Objective:
Reproduce the items below, swapping every "whole pixels" for "integer pixels" and leaving all other text unchanged.
>>>>>
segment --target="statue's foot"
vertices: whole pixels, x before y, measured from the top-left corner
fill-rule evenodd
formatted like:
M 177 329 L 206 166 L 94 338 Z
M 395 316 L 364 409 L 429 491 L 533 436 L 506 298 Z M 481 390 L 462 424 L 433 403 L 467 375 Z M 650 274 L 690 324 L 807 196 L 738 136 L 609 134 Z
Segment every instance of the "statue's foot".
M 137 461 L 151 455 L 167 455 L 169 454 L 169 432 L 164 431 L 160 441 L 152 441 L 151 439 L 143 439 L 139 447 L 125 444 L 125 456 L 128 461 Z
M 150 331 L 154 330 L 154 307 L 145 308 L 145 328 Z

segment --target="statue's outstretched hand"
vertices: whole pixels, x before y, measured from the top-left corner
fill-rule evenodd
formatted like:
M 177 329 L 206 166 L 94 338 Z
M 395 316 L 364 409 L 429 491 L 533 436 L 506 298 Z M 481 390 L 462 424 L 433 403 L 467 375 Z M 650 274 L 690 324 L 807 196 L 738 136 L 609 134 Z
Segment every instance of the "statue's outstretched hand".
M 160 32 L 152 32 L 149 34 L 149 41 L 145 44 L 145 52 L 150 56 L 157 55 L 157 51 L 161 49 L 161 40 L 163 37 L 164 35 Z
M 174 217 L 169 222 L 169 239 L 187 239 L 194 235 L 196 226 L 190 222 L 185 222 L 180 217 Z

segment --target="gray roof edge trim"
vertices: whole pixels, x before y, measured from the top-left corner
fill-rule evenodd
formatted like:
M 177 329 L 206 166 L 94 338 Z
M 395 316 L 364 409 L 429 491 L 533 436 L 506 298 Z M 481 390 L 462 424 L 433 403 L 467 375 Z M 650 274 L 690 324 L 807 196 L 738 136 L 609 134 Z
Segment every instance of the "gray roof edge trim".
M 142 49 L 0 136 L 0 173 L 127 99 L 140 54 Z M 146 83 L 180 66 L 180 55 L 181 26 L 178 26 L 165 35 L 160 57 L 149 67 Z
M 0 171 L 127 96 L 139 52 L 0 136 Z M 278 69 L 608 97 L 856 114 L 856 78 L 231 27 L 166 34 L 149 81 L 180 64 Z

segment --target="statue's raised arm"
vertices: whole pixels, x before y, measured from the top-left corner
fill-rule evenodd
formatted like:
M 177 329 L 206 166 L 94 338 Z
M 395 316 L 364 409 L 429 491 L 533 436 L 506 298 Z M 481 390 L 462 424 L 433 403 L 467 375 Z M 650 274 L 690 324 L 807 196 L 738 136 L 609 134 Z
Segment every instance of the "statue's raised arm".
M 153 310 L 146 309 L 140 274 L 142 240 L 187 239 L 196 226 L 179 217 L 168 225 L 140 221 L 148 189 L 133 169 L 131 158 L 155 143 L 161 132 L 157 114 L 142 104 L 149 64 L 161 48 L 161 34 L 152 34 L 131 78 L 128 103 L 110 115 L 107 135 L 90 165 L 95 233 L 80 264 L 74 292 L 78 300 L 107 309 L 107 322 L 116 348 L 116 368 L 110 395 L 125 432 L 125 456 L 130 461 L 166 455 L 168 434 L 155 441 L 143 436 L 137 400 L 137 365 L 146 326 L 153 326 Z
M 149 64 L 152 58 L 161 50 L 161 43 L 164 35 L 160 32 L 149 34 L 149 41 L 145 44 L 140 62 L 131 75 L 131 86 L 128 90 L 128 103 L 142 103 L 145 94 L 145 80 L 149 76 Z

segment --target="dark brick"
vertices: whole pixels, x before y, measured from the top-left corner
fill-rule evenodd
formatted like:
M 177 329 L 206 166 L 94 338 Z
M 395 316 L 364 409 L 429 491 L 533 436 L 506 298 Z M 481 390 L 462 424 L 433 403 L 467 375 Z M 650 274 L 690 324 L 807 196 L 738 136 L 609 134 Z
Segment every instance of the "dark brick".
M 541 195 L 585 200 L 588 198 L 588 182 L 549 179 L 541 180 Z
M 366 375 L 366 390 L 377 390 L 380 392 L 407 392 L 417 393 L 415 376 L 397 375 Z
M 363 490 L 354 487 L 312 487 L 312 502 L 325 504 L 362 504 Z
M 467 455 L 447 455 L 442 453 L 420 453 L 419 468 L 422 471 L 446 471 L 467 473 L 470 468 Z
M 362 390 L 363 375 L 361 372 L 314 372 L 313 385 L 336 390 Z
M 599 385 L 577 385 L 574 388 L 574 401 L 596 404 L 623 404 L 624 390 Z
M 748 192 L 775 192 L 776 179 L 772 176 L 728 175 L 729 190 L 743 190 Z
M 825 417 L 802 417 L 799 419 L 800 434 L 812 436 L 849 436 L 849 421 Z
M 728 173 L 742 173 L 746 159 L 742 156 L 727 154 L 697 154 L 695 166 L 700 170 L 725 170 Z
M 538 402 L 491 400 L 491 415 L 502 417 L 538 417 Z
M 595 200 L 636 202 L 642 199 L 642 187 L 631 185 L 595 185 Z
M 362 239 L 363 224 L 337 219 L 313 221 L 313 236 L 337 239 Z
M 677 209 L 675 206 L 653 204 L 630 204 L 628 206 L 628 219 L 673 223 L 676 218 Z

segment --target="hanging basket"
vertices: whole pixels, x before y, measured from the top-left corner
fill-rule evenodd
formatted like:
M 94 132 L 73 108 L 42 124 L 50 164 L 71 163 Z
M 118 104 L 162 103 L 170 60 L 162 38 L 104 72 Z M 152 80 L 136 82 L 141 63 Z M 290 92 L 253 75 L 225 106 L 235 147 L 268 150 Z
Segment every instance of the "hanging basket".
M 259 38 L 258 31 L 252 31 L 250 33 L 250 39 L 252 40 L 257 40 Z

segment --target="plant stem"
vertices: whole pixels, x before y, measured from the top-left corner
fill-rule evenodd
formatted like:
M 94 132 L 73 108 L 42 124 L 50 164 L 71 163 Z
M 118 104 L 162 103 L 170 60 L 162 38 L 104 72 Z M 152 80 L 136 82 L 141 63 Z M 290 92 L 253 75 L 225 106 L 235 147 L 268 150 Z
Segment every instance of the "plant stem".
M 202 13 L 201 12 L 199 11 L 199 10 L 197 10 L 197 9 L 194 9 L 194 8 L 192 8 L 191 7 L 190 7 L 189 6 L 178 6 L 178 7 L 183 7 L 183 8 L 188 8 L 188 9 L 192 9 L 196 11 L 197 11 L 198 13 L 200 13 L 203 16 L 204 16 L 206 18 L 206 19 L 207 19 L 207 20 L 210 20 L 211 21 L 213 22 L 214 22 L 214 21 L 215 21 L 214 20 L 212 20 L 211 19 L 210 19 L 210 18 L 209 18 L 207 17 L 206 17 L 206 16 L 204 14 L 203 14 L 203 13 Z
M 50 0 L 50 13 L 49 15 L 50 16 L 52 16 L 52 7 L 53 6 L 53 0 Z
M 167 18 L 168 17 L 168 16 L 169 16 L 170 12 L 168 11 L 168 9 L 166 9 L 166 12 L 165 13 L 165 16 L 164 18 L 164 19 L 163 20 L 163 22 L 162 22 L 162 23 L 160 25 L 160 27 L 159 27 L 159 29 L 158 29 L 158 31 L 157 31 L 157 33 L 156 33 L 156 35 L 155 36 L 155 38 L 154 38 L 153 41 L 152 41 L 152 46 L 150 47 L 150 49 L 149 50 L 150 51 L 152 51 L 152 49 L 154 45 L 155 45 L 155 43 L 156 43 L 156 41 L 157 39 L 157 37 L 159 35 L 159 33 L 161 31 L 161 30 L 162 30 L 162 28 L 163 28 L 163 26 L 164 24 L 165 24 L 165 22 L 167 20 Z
<<<<<
Full solution:
segment --target="statue's foot"
vertices: integer pixels, x before y, measured from the top-left corner
fill-rule evenodd
formatted like:
M 177 329 L 206 166 L 94 338 Z
M 395 316 L 364 409 L 429 491 L 533 436 L 506 298 Z M 481 390 L 462 424 L 433 403 L 467 375 Z M 650 274 L 690 324 L 807 196 L 738 136 L 609 134 Z
Segment every instance of the "statue's foot".
M 137 461 L 151 455 L 167 455 L 169 454 L 169 432 L 164 431 L 160 441 L 152 441 L 151 439 L 143 439 L 139 447 L 125 444 L 125 456 L 128 461 Z
M 150 331 L 154 330 L 154 307 L 145 308 L 145 328 Z

segment --target="statue's outstretched hand"
vertices: integer pixels, x before y, measured from the top-left corner
fill-rule evenodd
formatted like:
M 177 329 L 206 166 L 94 338 Z
M 395 316 L 364 409 L 429 491 L 533 436 L 506 298 Z M 481 390 L 462 424 L 433 403 L 467 375 Z M 650 274 L 690 324 L 807 196 L 738 136 L 609 134 Z
Segment every instance of the "statue's outstretched hand".
M 160 32 L 152 32 L 149 34 L 149 41 L 145 44 L 145 52 L 150 56 L 157 55 L 157 51 L 161 49 L 161 40 L 163 37 L 164 35 Z
M 174 217 L 169 222 L 169 239 L 187 239 L 194 235 L 196 226 L 190 222 L 185 222 L 180 217 Z

segment --target="gray roof edge trim"
vertices: integer pixels, x before y, measured from the top-left corner
fill-rule evenodd
formatted like:
M 177 329 L 206 166 L 94 338 Z
M 395 316 L 364 409 L 429 491 L 533 436 L 506 298 Z M 481 390 L 462 424 L 433 403 L 467 375 Z M 650 274 L 690 324 L 807 196 L 738 136 L 609 134 Z
Segment every instance of the "gray roof edge trim".
M 142 49 L 0 136 L 0 173 L 127 99 L 140 54 Z M 146 83 L 180 66 L 180 55 L 181 26 L 178 26 L 165 35 L 160 57 L 149 67 Z
M 0 171 L 127 96 L 139 52 L 0 136 Z M 278 69 L 608 97 L 856 114 L 856 78 L 231 27 L 166 34 L 149 81 L 180 64 Z

segment --target="statue's raised arm"
vertices: integer pixels, x before y, measured from the top-left corner
fill-rule evenodd
formatted like:
M 177 329 L 206 166 L 94 338 Z
M 395 316 L 364 409 L 429 491 L 533 436 L 506 298 Z M 481 390 L 462 424 L 433 403 L 467 375 Z M 650 274 L 690 324 L 807 196 L 738 136 L 609 134 Z
Segment every instance of the "statue's raised arm".
M 153 310 L 146 309 L 140 274 L 142 240 L 187 239 L 196 226 L 179 217 L 168 225 L 140 221 L 148 189 L 133 169 L 131 158 L 155 143 L 161 132 L 157 114 L 142 104 L 149 64 L 161 48 L 161 34 L 152 34 L 131 78 L 128 103 L 110 115 L 107 135 L 90 165 L 95 233 L 80 264 L 74 292 L 78 300 L 107 309 L 107 322 L 116 348 L 116 368 L 110 395 L 125 432 L 125 456 L 130 461 L 166 455 L 168 434 L 155 441 L 143 436 L 137 400 L 137 365 L 146 326 L 153 326 Z
M 149 64 L 152 58 L 161 50 L 161 43 L 164 35 L 160 32 L 149 34 L 149 41 L 145 44 L 140 62 L 131 75 L 131 86 L 128 90 L 128 103 L 142 103 L 145 94 L 145 80 L 149 76 Z

segment --target="dark brick"
vertices: integer pixels, x before y, measured from the top-left corner
fill-rule evenodd
formatted like:
M 177 329 L 206 166 L 94 338 Z
M 395 316 L 364 409 L 429 491 L 533 436 L 506 298 Z M 481 390 L 462 424 L 433 403 L 467 375 Z M 650 274 L 690 324 L 807 196 L 738 136 L 609 134 Z
Segment every instance of the "dark brick".
M 541 195 L 585 200 L 588 198 L 588 182 L 549 179 L 541 180 Z
M 366 375 L 366 390 L 377 390 L 380 392 L 407 392 L 417 393 L 415 376 L 397 375 Z
M 363 490 L 354 487 L 312 487 L 312 502 L 325 504 L 362 504 Z
M 467 455 L 447 455 L 442 453 L 420 453 L 419 468 L 422 471 L 446 471 L 467 473 L 470 468 Z
M 362 390 L 363 375 L 361 372 L 314 372 L 313 385 L 336 390 Z
M 599 385 L 577 385 L 574 388 L 574 401 L 596 404 L 623 404 L 624 390 Z
M 748 192 L 775 192 L 776 179 L 772 176 L 728 175 L 729 190 L 743 190 Z
M 825 417 L 802 417 L 799 419 L 800 434 L 812 436 L 849 436 L 849 421 Z
M 728 173 L 742 173 L 746 159 L 742 156 L 727 154 L 697 154 L 695 166 L 700 170 L 725 170 Z
M 538 402 L 491 400 L 491 415 L 502 417 L 538 417 Z
M 595 200 L 636 202 L 642 199 L 642 187 L 631 185 L 595 185 Z
M 362 239 L 363 224 L 337 219 L 313 221 L 313 236 L 337 239 Z
M 677 209 L 675 206 L 653 204 L 630 204 L 628 206 L 628 219 L 673 223 L 676 218 Z

segment --target="hanging basket"
vertices: integer pixels, x before y, measured from the top-left corner
fill-rule evenodd
formatted like:
M 94 132 L 73 108 L 42 124 L 50 164 L 71 163 Z
M 118 104 L 162 103 L 170 60 L 162 38 L 104 72 Z M 152 80 L 136 82 L 141 63 Z M 290 92 L 253 75 L 225 106 L 235 147 L 268 150 Z
Segment every instance of the "hanging basket".
M 259 38 L 258 31 L 252 31 L 250 33 L 250 39 L 252 40 L 257 40 Z

segment --target="plant stem"
vertices: integer pixels, x before y, measured from the top-left corner
fill-rule evenodd
formatted like:
M 94 132 L 73 108 L 42 124 L 50 164 L 71 163 Z
M 118 104 L 162 103 L 170 60 L 162 38 L 104 72 Z M 152 80 L 136 82 L 141 63 Z M 290 92 L 253 75 L 225 106 L 235 147 L 268 150 Z
Segment every instance of the "plant stem".
M 202 13 L 201 12 L 199 11 L 199 10 L 197 10 L 197 9 L 194 9 L 194 8 L 192 8 L 191 7 L 190 7 L 189 6 L 178 6 L 178 7 L 183 7 L 183 8 L 188 8 L 188 9 L 192 9 L 196 11 L 197 11 L 198 13 L 200 13 L 203 16 L 204 16 L 206 18 L 206 19 L 207 19 L 207 20 L 210 20 L 211 21 L 213 22 L 214 22 L 214 21 L 215 21 L 214 20 L 212 20 L 211 19 L 210 19 L 210 18 L 209 18 L 207 17 L 206 17 L 206 16 L 204 14 L 203 14 L 203 13 Z
M 50 0 L 50 13 L 49 15 L 50 16 L 52 16 L 52 7 L 53 6 L 53 0 Z
M 167 18 L 168 17 L 168 16 L 169 16 L 170 12 L 168 11 L 168 9 L 166 9 L 166 12 L 165 13 L 165 16 L 164 18 L 164 19 L 163 20 L 163 22 L 162 22 L 162 23 L 160 25 L 160 27 L 159 27 L 159 29 L 158 29 L 158 31 L 157 31 L 157 33 L 156 33 L 156 35 L 155 36 L 155 38 L 154 38 L 153 41 L 152 41 L 152 46 L 150 47 L 150 49 L 149 50 L 150 51 L 152 51 L 152 49 L 154 45 L 155 45 L 155 43 L 156 43 L 156 41 L 157 39 L 157 37 L 159 35 L 159 33 L 161 31 L 161 30 L 162 30 L 162 28 L 163 28 L 163 26 L 164 24 L 165 24 L 165 22 L 167 20 Z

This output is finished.